Retype each of the records below word for word, omitting the pictures.
══════════
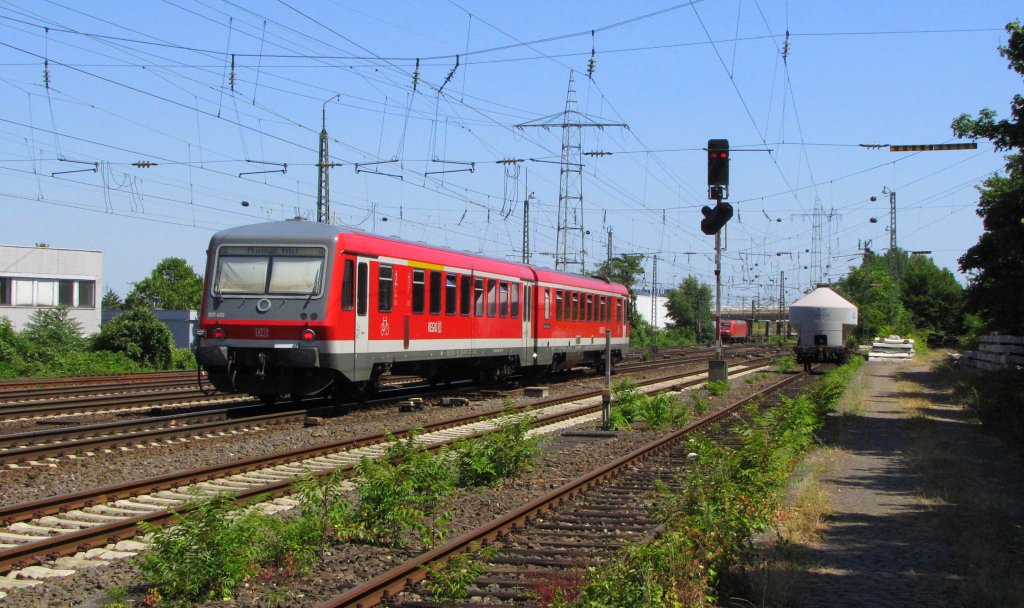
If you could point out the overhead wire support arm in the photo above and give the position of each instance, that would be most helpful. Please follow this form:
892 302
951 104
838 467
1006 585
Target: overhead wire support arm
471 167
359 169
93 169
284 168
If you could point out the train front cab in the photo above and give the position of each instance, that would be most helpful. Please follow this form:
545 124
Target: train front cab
══════════
* [Finished exercise]:
If you could point out the overhead wire support arm in the photo above and give the position of each instance, that would be most helpful. Please follow this form:
892 302
951 104
838 467
1006 585
Target: overhead wire support arm
471 167
359 169
93 169
284 168
If you could point out the train front cab in the photo above and give the position of each instance, that would be most helpful. Please follow this form:
545 124
Target: train front cab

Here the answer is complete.